*Task objective:* Reproduce the stretch of the material from the line containing "the pink background." through the line containing "[204,44,288,151]", copying those lines word for word and nothing more.
- - -
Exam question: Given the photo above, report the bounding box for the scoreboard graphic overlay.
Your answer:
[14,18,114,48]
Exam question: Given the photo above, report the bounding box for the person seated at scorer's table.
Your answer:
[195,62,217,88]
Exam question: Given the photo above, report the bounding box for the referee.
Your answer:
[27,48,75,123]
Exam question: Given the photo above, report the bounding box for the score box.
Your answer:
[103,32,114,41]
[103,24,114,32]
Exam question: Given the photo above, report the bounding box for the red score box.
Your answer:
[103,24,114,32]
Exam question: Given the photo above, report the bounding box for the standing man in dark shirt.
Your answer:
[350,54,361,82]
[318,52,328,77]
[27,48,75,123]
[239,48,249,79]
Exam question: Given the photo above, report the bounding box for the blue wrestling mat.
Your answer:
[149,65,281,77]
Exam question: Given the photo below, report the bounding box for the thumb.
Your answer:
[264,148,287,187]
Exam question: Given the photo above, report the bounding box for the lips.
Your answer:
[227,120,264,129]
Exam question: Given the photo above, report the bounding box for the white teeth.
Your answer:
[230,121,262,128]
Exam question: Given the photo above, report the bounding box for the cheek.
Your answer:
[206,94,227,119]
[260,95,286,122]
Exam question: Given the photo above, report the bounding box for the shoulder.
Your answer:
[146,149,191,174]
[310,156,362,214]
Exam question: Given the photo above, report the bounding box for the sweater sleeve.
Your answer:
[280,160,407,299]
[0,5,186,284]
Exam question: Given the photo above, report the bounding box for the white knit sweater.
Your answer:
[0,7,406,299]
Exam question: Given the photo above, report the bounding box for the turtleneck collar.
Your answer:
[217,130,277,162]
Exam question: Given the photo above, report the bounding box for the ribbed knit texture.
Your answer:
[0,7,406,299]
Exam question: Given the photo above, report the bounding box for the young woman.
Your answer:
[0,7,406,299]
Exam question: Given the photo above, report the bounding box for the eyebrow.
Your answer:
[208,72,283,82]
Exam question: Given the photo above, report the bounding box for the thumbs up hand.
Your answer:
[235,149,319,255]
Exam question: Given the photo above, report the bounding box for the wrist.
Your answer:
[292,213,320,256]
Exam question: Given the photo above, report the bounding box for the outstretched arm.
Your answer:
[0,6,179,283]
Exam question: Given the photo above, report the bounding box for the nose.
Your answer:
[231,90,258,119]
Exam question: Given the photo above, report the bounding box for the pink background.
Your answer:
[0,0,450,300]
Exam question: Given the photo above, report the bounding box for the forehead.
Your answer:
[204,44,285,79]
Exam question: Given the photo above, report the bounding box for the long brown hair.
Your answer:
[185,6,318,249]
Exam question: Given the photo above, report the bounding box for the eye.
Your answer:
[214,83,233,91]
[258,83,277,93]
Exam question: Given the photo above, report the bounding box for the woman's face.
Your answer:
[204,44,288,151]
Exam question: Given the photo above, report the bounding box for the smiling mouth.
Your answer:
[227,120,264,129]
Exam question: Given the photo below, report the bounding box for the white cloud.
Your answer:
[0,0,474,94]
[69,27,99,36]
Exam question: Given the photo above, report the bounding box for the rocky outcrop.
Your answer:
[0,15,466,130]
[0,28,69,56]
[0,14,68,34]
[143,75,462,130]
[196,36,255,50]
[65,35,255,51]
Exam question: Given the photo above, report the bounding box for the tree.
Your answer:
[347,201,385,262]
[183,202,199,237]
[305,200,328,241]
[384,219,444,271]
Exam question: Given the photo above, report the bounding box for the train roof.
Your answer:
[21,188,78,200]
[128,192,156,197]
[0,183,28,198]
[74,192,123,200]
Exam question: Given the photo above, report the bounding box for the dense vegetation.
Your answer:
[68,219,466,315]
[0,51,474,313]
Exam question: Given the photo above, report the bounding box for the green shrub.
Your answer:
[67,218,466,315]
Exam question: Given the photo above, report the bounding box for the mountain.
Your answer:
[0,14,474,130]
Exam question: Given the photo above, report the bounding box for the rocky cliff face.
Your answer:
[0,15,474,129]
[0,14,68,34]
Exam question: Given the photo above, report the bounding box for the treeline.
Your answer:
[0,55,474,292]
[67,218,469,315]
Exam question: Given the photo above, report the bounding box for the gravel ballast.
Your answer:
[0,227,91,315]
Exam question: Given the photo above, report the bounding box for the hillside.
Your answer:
- - -
*Answer to the exercise:*
Exam question: Given the photo above, report the bounding box for the pink background.
Your answer:
[0,0,450,300]
Exam question: Given the photo above, report the bounding box for the forehead.
Your answer:
[204,44,285,79]
Exam question: Given the photo above, report the bounding box for the long brown hair.
Your answer:
[185,6,318,249]
Exam question: Given the photo above, report the bounding box for the eye.
Your answer:
[214,83,233,91]
[258,83,277,93]
Exam question: Given the photo above, report the bounding box for the woman's face.
Your answer:
[204,44,288,151]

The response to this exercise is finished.